* **Directions for this task**: The word "target" marks the lines to copy; find all of them in the entries below.

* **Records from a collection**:
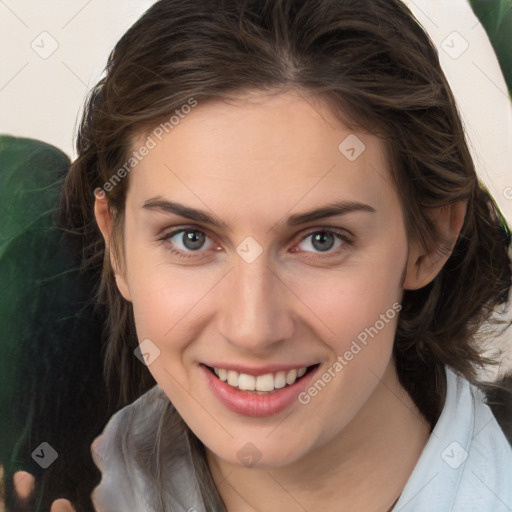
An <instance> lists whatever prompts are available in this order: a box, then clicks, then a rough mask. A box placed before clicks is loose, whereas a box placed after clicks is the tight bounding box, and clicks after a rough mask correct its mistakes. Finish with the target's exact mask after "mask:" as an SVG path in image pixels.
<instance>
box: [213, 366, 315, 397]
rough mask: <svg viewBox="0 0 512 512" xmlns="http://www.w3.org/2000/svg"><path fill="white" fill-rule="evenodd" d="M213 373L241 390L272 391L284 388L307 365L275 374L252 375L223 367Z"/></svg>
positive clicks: (247, 390) (246, 390)
mask: <svg viewBox="0 0 512 512" xmlns="http://www.w3.org/2000/svg"><path fill="white" fill-rule="evenodd" d="M213 371H214V372H215V375H217V377H219V379H220V380H222V381H223V382H227V383H228V384H229V385H230V386H232V387H234V388H238V389H241V390H243V391H266V392H270V391H274V389H281V388H284V387H285V386H286V385H288V386H291V385H292V384H293V383H294V382H295V381H296V380H297V379H298V378H300V377H302V376H303V375H304V374H305V373H306V371H307V367H305V366H304V367H303V368H298V369H293V370H290V371H288V372H285V371H280V372H277V373H276V374H275V375H274V374H272V373H267V374H265V375H259V376H258V377H254V376H252V375H247V374H246V373H238V372H236V371H234V370H224V369H223V368H214V369H213Z"/></svg>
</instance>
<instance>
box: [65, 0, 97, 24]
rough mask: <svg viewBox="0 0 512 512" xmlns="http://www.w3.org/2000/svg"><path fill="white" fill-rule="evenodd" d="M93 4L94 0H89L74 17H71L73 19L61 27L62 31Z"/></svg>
mask: <svg viewBox="0 0 512 512" xmlns="http://www.w3.org/2000/svg"><path fill="white" fill-rule="evenodd" d="M91 2H92V0H89V1H88V2H87V3H86V4H85V5H83V6H82V7H81V8H80V9H78V11H77V12H76V13H75V14H74V15H73V16H71V18H70V19H69V20H68V21H66V23H64V25H62V27H60V29H61V30H62V29H64V28H66V27H67V26H68V25H69V24H70V23H71V22H72V21H73V20H74V19H75V18H76V17H77V16H78V15H79V14H80V13H81V12H82V11H83V10H84V9H85V8H86V7H87V6H88V5H89V4H90V3H91Z"/></svg>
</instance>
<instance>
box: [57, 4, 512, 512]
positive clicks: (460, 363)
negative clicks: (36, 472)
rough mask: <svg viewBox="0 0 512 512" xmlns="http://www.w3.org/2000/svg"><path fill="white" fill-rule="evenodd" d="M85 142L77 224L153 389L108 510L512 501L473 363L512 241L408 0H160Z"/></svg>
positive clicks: (145, 384) (110, 80) (428, 39)
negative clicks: (184, 1) (478, 174)
mask: <svg viewBox="0 0 512 512" xmlns="http://www.w3.org/2000/svg"><path fill="white" fill-rule="evenodd" d="M77 149H78V154H79V156H78V158H77V160H76V161H75V162H74V163H73V165H72V167H71V170H70V172H69V174H68V176H67V179H66V182H65V184H64V188H63V201H62V212H61V222H62V224H63V225H64V227H65V228H66V229H68V230H69V231H70V232H74V233H76V234H75V235H74V236H75V237H76V238H77V240H78V241H79V242H80V244H81V245H82V246H83V251H84V261H86V262H87V264H88V265H91V266H93V267H94V266H96V268H98V269H99V268H100V267H102V271H101V287H100V291H99V300H100V301H102V303H103V304H105V306H106V307H108V309H109V322H108V336H109V345H108V351H107V354H106V368H107V373H108V375H109V377H110V378H111V379H113V380H115V379H116V378H120V379H121V382H122V391H123V393H122V396H121V399H126V398H127V397H133V396H140V398H139V399H138V400H137V401H135V402H134V403H133V404H131V405H129V406H127V407H125V408H123V409H122V410H121V411H119V412H118V413H117V414H116V415H114V417H113V418H112V419H111V421H110V422H109V424H108V425H107V427H106V428H105V431H104V432H103V435H102V436H100V438H98V439H97V440H96V441H95V443H94V444H93V448H92V454H93V456H94V459H95V461H96V464H97V465H98V467H99V468H100V469H101V471H102V476H103V479H102V482H101V483H100V485H99V486H98V487H97V488H96V489H95V491H94V493H93V501H94V503H95V506H96V508H97V509H98V510H102V511H105V510H131V511H133V510H197V511H203V510H205V511H210V510H228V511H230V512H231V511H233V510H234V511H237V512H238V511H241V512H244V511H252V510H265V511H273V510H282V509H286V510H333V511H335V510H336V511H337V510H347V511H349V510H354V511H355V510H365V511H366V510H368V511H376V512H377V511H388V510H402V511H405V510H414V511H415V512H418V511H423V510H439V511H444V510H460V511H462V510H464V511H467V510H479V511H481V510H493V511H498V510H508V509H509V508H510V507H511V506H512V491H511V490H510V486H509V482H510V481H511V479H512V452H511V449H510V446H509V445H508V443H507V441H506V439H505V436H504V434H503V432H502V431H501V429H500V427H499V425H498V424H497V423H496V420H495V419H494V417H493V416H492V413H491V412H490V410H489V408H488V406H487V405H485V403H484V400H483V395H482V394H481V393H480V392H479V391H478V390H477V388H476V387H475V386H474V385H475V384H476V383H477V380H476V378H477V372H478V369H479V368H480V367H482V366H483V364H484V363H486V362H488V361H487V360H486V359H485V358H484V357H483V356H482V354H481V352H480V350H479V347H477V346H476V342H475V333H476V332H477V330H478V328H479V327H480V326H481V325H482V324H483V323H484V322H485V321H487V320H489V319H490V317H491V315H492V313H493V312H494V310H496V309H497V308H498V307H499V306H501V305H503V304H504V303H505V302H506V301H507V299H508V290H509V289H510V287H511V284H512V283H511V272H510V258H509V256H508V254H507V244H508V243H509V240H507V236H506V233H505V230H504V227H503V225H502V223H501V221H500V219H499V215H498V212H497V209H496V206H495V204H494V202H493V200H492V198H491V197H490V196H489V194H488V193H487V192H486V191H485V189H483V187H482V185H481V184H480V183H479V182H478V179H477V176H476V173H475V169H474V165H473V162H472V160H471V157H470V154H469V152H468V148H467V145H466V141H465V138H464V132H463V128H462V125H461V121H460V119H459V116H458V113H457V109H456V106H455V102H454V99H453V96H452V94H451V91H450V89H449V86H448V84H447V82H446V79H445V77H444V75H443V72H442V71H441V68H440V65H439V62H438V58H437V54H436V51H435V48H434V47H433V45H432V44H431V42H430V40H429V39H428V37H427V36H426V34H425V32H424V31H423V29H422V28H421V27H420V26H419V25H418V24H417V23H416V22H415V20H414V18H413V16H412V15H411V13H410V12H409V11H408V9H407V8H406V7H405V6H404V5H403V4H402V3H401V2H400V1H398V0H366V1H363V2H353V1H348V0H346V1H340V0H338V1H329V0H316V1H312V2H297V1H292V0H280V1H264V2H262V1H259V0H258V1H256V0H254V1H246V2H242V1H234V0H231V1H226V0H224V1H222V0H218V1H214V2H212V1H205V0H202V1H201V0H188V1H187V2H184V1H177V0H161V1H160V2H157V3H156V4H155V5H154V6H152V7H151V8H150V9H149V10H148V11H147V12H146V13H145V14H144V15H143V16H142V18H141V19H140V20H139V21H138V22H137V23H136V24H135V25H134V26H133V27H131V28H130V29H129V30H128V32H127V33H126V34H125V35H124V36H123V37H122V38H121V40H120V41H119V43H118V44H117V45H116V48H115V49H114V51H113V53H112V55H111V57H110V60H109V64H108V67H107V75H106V77H105V79H103V80H102V81H101V82H100V83H99V84H98V86H97V87H96V88H95V89H94V91H93V92H92V94H91V97H90V100H89V103H88V105H87V109H86V112H85V114H84V118H83V121H82V124H81V128H80V133H79V137H78V142H77ZM75 243H76V240H75ZM134 355H135V357H134ZM155 383H156V385H155ZM141 395H142V396H141ZM60 505H62V503H61V504H60Z"/></svg>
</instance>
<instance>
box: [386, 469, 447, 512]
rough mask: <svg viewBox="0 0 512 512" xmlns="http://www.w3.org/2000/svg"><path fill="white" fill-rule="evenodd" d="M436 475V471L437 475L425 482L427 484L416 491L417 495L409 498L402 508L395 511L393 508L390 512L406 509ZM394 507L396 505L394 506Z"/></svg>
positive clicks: (432, 479) (393, 508)
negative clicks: (429, 479)
mask: <svg viewBox="0 0 512 512" xmlns="http://www.w3.org/2000/svg"><path fill="white" fill-rule="evenodd" d="M438 474H439V471H438V472H437V473H436V474H435V475H434V476H433V477H432V478H431V479H430V480H429V481H428V482H427V483H426V484H425V485H424V486H423V487H422V488H421V489H419V490H418V492H417V493H415V494H414V496H412V497H411V499H410V500H409V501H408V502H406V503H404V506H403V507H402V508H397V509H396V510H395V508H393V509H392V510H393V512H400V510H403V509H404V508H406V507H407V505H409V503H411V501H413V500H414V499H415V498H416V496H418V495H419V494H420V493H421V492H423V490H424V489H425V487H427V485H429V484H430V482H432V480H434V478H435V477H436V476H437V475H438ZM406 485H407V484H406ZM399 501H400V498H399ZM395 507H396V505H395Z"/></svg>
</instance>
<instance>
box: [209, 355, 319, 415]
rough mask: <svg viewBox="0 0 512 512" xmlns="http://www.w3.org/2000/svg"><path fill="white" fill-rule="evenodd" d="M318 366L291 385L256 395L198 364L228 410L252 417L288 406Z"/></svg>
mask: <svg viewBox="0 0 512 512" xmlns="http://www.w3.org/2000/svg"><path fill="white" fill-rule="evenodd" d="M319 367H320V365H318V366H317V367H316V368H314V369H313V370H311V371H310V372H309V373H307V374H306V375H304V377H302V378H301V379H300V380H298V381H296V382H294V383H293V384H292V385H291V386H285V387H284V388H281V389H276V390H275V391H274V392H273V393H269V394H265V395H256V394H252V393H245V392H244V391H240V390H239V389H236V388H234V387H232V386H230V385H229V384H227V383H226V382H224V381H222V380H220V379H219V378H217V377H216V376H215V375H214V374H213V373H212V372H211V371H210V370H209V369H208V368H207V367H206V366H205V365H203V364H200V365H199V368H200V369H201V371H202V373H203V374H204V376H205V378H206V380H207V383H208V385H209V386H210V389H211V390H212V391H213V392H214V394H215V395H216V396H217V398H218V399H219V400H220V401H221V402H222V403H223V404H224V405H225V406H226V407H227V408H228V409H229V410H230V411H233V412H236V413H238V414H243V415H244V416H253V417H264V416H272V415H274V414H278V413H280V412H282V411H284V410H285V409H287V408H288V407H290V406H291V405H292V404H293V402H295V401H296V400H297V397H298V395H299V394H300V393H302V392H303V391H304V390H305V389H306V388H307V387H308V385H309V383H310V381H311V379H312V378H313V377H314V375H315V374H316V373H317V371H318V368H319Z"/></svg>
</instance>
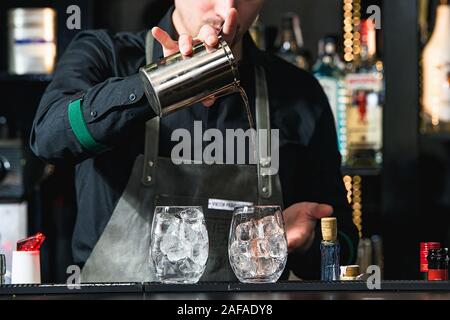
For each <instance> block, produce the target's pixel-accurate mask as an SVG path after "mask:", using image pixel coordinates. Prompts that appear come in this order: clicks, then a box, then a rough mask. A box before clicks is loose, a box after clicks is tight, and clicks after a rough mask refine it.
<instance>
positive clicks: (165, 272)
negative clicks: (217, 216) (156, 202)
mask: <svg viewBox="0 0 450 320" xmlns="http://www.w3.org/2000/svg"><path fill="white" fill-rule="evenodd" d="M150 251H151V257H152V262H153V264H154V266H155V270H156V277H157V279H158V280H159V281H161V282H163V283H185V284H192V283H196V282H198V281H199V280H200V278H201V276H202V275H203V272H204V271H205V268H206V262H207V260H208V251H209V239H208V232H207V229H206V224H205V218H204V215H203V211H202V208H201V207H156V208H155V214H154V216H153V223H152V237H151V244H150Z"/></svg>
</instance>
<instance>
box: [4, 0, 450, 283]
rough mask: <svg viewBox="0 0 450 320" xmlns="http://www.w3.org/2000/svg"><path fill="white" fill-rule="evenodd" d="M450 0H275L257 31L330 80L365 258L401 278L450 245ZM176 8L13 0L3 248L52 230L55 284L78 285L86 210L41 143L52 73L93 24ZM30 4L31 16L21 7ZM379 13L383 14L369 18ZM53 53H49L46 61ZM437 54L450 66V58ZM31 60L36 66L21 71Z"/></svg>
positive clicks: (118, 19) (136, 27) (50, 54)
mask: <svg viewBox="0 0 450 320" xmlns="http://www.w3.org/2000/svg"><path fill="white" fill-rule="evenodd" d="M439 3H441V7H442V6H444V7H445V6H447V8H448V4H447V5H446V3H447V2H446V1H442V0H441V1H438V0H408V1H405V0H384V1H383V0H371V1H368V0H301V1H298V0H283V1H266V5H265V8H264V9H263V11H262V13H261V15H260V17H259V19H258V21H257V22H255V24H254V26H253V27H252V29H251V34H252V36H253V38H254V40H255V42H256V43H257V45H258V46H259V47H260V48H261V49H263V50H267V51H270V52H273V53H275V54H278V55H279V56H281V57H282V58H284V59H286V60H288V61H290V62H291V63H293V64H296V65H297V66H298V67H299V68H303V69H304V70H306V71H307V72H311V73H312V74H313V75H314V76H316V78H317V79H318V80H319V81H320V83H321V84H322V86H323V88H324V90H325V92H326V93H327V95H328V97H329V101H330V105H331V107H332V109H333V112H334V115H335V119H336V129H337V134H338V143H339V148H340V151H341V154H342V156H343V166H342V174H343V179H344V183H345V187H346V189H347V192H348V201H349V203H350V204H351V206H352V210H353V222H354V223H355V225H356V226H357V228H358V230H359V233H360V237H361V242H360V245H359V247H358V253H357V255H355V257H354V258H355V260H356V261H358V262H359V263H360V264H361V265H370V264H378V265H380V266H381V267H382V268H383V273H384V277H385V278H386V279H391V280H394V279H419V277H420V274H419V243H420V242H426V241H435V242H441V243H442V244H443V245H444V246H446V247H448V245H449V243H450V125H449V124H450V62H448V61H449V60H450V52H449V49H448V43H447V48H445V45H444V44H445V39H447V41H448V39H449V37H450V36H449V33H450V28H448V29H447V30H445V26H446V25H450V24H446V23H450V16H446V11H445V10H438V6H439ZM71 5H76V6H78V7H79V8H80V10H81V12H80V13H81V30H76V29H75V30H71V29H69V28H68V27H67V19H68V17H69V15H70V14H68V13H67V8H68V7H69V6H71ZM171 5H172V2H171V1H166V0H126V1H125V0H107V1H106V0H90V1H89V0H70V1H68V0H67V1H66V0H57V1H56V0H55V1H40V0H23V1H22V0H14V1H12V0H2V1H1V2H0V90H1V93H2V100H1V102H0V179H1V180H0V253H3V252H5V253H6V254H8V252H10V251H11V250H12V246H13V243H15V242H14V241H15V240H14V239H21V238H24V237H25V235H28V234H34V233H36V232H38V231H42V232H44V233H45V234H46V235H47V241H46V242H45V244H44V247H43V249H42V257H41V258H42V272H43V274H42V281H43V282H65V280H66V278H67V275H66V268H67V266H69V265H70V264H72V256H71V236H72V230H73V225H74V221H75V217H76V204H75V194H74V187H73V170H74V168H73V167H70V166H68V165H67V166H57V167H54V166H50V165H45V164H44V163H42V162H41V161H40V160H39V159H37V158H36V157H35V156H34V155H32V153H31V152H30V150H29V147H28V138H29V134H30V129H31V123H32V120H33V117H34V113H35V111H36V108H37V106H38V103H39V100H40V97H41V95H42V93H43V91H44V90H45V88H46V86H47V84H48V83H49V81H51V78H52V75H51V70H52V69H53V63H54V61H53V60H52V59H53V58H52V57H53V55H56V57H60V56H61V54H62V53H63V52H64V50H65V49H66V47H67V46H68V44H69V43H70V41H71V39H72V38H73V37H74V36H75V35H76V34H77V33H78V32H80V31H83V30H88V29H92V28H104V29H109V30H111V31H112V32H119V31H140V30H143V29H146V28H149V27H150V26H153V25H155V24H157V23H158V21H159V20H160V19H161V17H162V16H163V15H164V13H165V12H166V10H167V9H168V8H169V7H170V6H171ZM17 8H27V9H28V11H23V10H21V11H18V10H15V11H11V10H13V9H17ZM31 8H34V10H29V9H31ZM44 8H47V9H44ZM369 8H371V10H369V12H368V9H369ZM378 9H379V10H380V11H379V12H378V11H377V10H378ZM449 10H450V9H449ZM437 12H440V13H439V14H438V15H436V13H437ZM378 13H379V18H380V21H377V20H375V21H374V23H372V22H371V21H372V20H367V19H368V18H369V17H378V16H377V14H378ZM374 15H375V16H374ZM436 16H437V17H438V23H436V22H435V21H436ZM27 19H28V20H27ZM25 20H27V21H28V22H26V21H25ZM8 21H9V23H8ZM377 22H378V23H379V25H378V24H377ZM19 29H20V30H19ZM433 34H434V36H433V37H434V39H435V40H434V41H431V40H430V39H433V37H432V35H433ZM441 39H442V40H441ZM440 44H442V45H440ZM23 45H27V46H28V47H27V49H26V50H22V52H21V51H20V50H21V49H23ZM18 50H19V51H18ZM446 50H447V51H446ZM55 51H56V52H55ZM42 52H45V54H44V55H45V56H46V57H48V58H49V60H48V61H46V62H42V61H39V56H40V55H41V56H42ZM8 53H9V54H8ZM437 56H443V57H447V59H449V60H447V63H448V64H447V65H446V64H445V59H442V60H443V61H437V62H436V59H434V57H437ZM18 59H22V60H20V61H24V60H23V59H25V61H28V63H29V65H28V67H27V68H22V69H20V68H19V69H18V65H17V61H19V60H18ZM436 63H441V64H443V66H444V67H443V68H447V69H444V70H442V68H441V69H439V68H437V67H436ZM40 64H41V65H40ZM19 65H20V66H22V67H23V66H24V63H23V62H20V63H19ZM33 67H35V68H33ZM38 67H40V69H37V68H38ZM437 69H439V72H440V73H439V74H440V78H438V79H440V80H439V81H440V82H430V81H431V80H428V79H430V77H429V76H428V74H429V71H427V70H437ZM40 70H41V71H40ZM445 72H447V74H446V73H445ZM445 74H446V76H447V77H445ZM433 79H434V78H433ZM433 81H434V80H433ZM292 85H293V86H295V84H292ZM299 90H301V88H299ZM427 90H428V91H427ZM429 90H431V91H430V92H431V93H429ZM428 95H431V97H434V98H436V97H438V101H437V102H436V101H435V100H433V99H431V100H426V99H425V97H428ZM430 101H431V102H430ZM445 110H447V111H445ZM446 112H447V113H446ZM293 165H295V164H293ZM11 226H13V227H11ZM7 257H8V256H7Z"/></svg>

* **Output**:
An <instance> lists whatever prompts are available in this order: a box, then clicks, then a rough mask. A box placed before clicks is loose, whereas a box placed after clicks is the tight bounding box, and clicks after a rough mask correct its mistakes. Finish with the target's exact mask after "mask:" as an SVG path in image pixels.
For each <instance> block, produce the target's pixel-accurate mask as an SVG path after "mask:", using image pixel coordinates. Prompts that appear come in this order: clicks, then a box, then a rough mask. A box before clicks is loose, a box after clicks is tight, and clicks after a rough mask refine it.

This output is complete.